= Written request =
Reproduce the items without changes, starting at their first line and ending with the line that contains "pixel 551 168", with both of those lines included.
---- Data shown
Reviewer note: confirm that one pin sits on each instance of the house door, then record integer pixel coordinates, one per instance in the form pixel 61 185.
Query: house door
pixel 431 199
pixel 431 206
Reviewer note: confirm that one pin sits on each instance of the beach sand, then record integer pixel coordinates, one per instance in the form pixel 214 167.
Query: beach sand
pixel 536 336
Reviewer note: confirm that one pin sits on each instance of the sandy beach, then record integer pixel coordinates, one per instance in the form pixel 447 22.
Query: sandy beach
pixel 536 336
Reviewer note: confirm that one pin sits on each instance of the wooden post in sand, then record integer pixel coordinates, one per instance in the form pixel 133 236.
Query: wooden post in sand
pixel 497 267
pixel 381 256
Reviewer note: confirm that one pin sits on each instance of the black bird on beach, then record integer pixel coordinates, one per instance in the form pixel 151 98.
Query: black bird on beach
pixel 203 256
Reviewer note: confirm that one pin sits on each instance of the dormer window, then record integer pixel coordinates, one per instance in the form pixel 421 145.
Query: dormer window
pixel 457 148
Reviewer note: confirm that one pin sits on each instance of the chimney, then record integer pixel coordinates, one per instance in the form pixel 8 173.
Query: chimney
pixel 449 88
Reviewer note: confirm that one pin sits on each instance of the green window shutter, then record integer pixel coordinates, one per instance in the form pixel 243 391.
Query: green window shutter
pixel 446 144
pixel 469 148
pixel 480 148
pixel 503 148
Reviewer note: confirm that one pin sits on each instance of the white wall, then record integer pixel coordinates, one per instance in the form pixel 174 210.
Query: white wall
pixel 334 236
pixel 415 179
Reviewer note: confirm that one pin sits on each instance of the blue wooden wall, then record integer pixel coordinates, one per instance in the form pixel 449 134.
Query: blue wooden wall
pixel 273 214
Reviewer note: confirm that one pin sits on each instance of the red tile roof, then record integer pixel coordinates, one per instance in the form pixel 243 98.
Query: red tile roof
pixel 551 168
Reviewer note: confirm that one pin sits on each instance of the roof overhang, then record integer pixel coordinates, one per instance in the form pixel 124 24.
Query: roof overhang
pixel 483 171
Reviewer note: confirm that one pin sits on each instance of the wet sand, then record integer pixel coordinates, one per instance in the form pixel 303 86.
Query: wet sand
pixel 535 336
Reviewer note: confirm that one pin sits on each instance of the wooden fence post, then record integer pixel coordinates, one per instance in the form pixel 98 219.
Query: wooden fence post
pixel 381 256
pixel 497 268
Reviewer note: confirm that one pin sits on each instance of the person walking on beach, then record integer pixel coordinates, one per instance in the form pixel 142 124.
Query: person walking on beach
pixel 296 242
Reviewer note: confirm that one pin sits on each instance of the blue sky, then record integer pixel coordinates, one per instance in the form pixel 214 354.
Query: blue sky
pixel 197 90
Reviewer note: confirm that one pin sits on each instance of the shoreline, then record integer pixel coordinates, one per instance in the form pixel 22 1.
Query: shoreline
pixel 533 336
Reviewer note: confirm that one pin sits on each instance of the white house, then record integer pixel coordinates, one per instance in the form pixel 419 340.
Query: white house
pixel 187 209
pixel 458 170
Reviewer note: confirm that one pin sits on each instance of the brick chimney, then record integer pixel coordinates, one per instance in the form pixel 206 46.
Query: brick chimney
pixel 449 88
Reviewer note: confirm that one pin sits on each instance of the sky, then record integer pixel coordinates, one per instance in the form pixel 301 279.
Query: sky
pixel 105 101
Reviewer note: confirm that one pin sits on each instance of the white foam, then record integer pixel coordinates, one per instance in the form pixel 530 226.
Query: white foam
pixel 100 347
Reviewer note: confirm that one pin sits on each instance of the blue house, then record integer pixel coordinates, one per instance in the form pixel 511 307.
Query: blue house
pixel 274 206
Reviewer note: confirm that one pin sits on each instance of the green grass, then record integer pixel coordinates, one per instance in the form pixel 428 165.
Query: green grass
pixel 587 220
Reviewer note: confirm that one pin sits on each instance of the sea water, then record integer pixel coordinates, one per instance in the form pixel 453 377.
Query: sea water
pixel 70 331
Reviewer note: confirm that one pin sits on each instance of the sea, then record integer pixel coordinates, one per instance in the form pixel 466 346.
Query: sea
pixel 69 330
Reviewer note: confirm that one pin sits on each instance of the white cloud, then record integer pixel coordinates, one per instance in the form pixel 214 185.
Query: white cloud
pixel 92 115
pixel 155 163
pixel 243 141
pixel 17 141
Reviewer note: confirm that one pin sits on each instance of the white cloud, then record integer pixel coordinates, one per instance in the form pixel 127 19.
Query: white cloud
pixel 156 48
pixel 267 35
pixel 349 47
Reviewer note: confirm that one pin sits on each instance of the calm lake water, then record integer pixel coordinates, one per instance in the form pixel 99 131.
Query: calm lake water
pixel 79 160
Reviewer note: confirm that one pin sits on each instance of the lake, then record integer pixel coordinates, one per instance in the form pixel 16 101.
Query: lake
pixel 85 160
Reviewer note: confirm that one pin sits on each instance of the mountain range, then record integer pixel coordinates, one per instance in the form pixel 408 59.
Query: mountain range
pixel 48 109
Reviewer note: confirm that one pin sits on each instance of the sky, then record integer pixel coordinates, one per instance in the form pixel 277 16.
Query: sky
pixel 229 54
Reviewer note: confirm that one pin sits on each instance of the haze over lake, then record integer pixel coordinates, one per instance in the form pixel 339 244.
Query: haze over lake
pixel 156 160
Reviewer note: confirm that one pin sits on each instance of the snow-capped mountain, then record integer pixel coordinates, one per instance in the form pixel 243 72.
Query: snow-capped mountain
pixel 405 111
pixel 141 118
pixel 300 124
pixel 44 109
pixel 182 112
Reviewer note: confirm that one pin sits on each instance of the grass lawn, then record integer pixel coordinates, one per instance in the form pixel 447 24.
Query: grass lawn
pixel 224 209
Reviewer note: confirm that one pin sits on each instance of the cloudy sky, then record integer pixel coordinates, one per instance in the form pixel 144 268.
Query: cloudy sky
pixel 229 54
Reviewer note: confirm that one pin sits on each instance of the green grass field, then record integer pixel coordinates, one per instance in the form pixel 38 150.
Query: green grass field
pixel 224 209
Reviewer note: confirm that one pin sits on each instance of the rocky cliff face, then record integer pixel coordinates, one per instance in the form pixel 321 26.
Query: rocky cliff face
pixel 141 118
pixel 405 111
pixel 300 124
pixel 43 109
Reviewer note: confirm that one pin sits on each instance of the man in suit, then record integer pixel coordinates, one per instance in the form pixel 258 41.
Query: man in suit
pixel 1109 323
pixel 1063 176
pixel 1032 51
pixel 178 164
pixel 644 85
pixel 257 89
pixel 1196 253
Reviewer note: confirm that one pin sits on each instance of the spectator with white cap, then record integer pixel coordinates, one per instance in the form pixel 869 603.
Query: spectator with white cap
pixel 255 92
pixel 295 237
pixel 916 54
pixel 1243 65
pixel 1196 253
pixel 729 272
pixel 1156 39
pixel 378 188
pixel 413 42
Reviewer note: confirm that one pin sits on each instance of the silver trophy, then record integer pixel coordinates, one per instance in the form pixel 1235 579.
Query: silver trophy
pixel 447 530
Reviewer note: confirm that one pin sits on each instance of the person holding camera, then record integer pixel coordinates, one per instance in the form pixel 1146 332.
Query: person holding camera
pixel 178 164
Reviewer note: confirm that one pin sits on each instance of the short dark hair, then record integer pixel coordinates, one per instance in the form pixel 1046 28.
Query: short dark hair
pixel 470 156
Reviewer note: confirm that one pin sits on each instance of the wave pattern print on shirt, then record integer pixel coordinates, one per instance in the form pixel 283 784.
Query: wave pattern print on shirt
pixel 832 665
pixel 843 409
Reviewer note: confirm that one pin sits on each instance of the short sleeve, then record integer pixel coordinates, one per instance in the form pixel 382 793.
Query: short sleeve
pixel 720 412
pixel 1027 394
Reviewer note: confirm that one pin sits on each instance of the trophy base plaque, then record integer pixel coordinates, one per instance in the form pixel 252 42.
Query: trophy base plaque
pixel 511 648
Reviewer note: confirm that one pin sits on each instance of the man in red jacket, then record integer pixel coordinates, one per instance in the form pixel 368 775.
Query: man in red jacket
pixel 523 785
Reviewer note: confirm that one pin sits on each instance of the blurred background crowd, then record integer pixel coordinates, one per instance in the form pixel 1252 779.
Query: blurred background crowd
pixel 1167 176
--------
= Final answer =
Reviewer note: confirm that one pin sits on each instance of the house door, then record integer pixel coordinates, one per instance in the form pixel 61 185.
Query: house door
pixel 431 199
pixel 431 206
Reviewer note: confirm that one pin sits on each instance of the beach sand, then record integer pixel coordinates, one per instance in the form pixel 214 167.
Query: beach sand
pixel 536 336
Reviewer note: confirm that one pin sits on each instance of the sandy beach, then record integer pixel coordinates, one per instance in the form pixel 447 22.
Query: sandy beach
pixel 536 336
Reviewer note: confirm that one pin sits on each instance of the wooden post in sand, then record integer pixel coordinates, one per instance in the form pixel 133 236.
Query: wooden post in sand
pixel 497 267
pixel 381 256
Reviewer note: confirm that one pin sits on each instance of the black bird on beach, then record integer pixel coordinates, one per instance in the form pixel 151 98.
Query: black bird on beach
pixel 203 256
Reviewer note: confirm that one pin sits on each instance of the dormer window, then record integer pixel coordinates, one per instance in the form pixel 421 145.
Query: dormer window
pixel 457 148
Reviewer note: confirm that one pin sits on each instance of the chimney, then record integer pixel coordinates, one per instance in the form pixel 8 173.
Query: chimney
pixel 449 88
Reviewer note: confirm that one pin sits on each instance of the green window shutter, then record integer pixel coordinates, one per instance in the form pixel 243 391.
Query: green window shutter
pixel 446 144
pixel 469 148
pixel 480 148
pixel 503 148
Reviewer note: confirm that one pin sits on each instance of the white wall, then record integer pixel coordinates, one per instance in the form pixel 174 210.
Query: white wall
pixel 334 236
pixel 415 179
Reviewer note: confirm that one pin sits on each instance of the blue wooden wall, then record integer pixel coordinates, one per instance in the form pixel 449 134.
Query: blue wooden wall
pixel 273 214
Reviewer note: confirm that one pin sits on each instance of the red tile roof, then record integer pixel coordinates, one per instance in the form pixel 243 98.
Query: red tile roof
pixel 551 168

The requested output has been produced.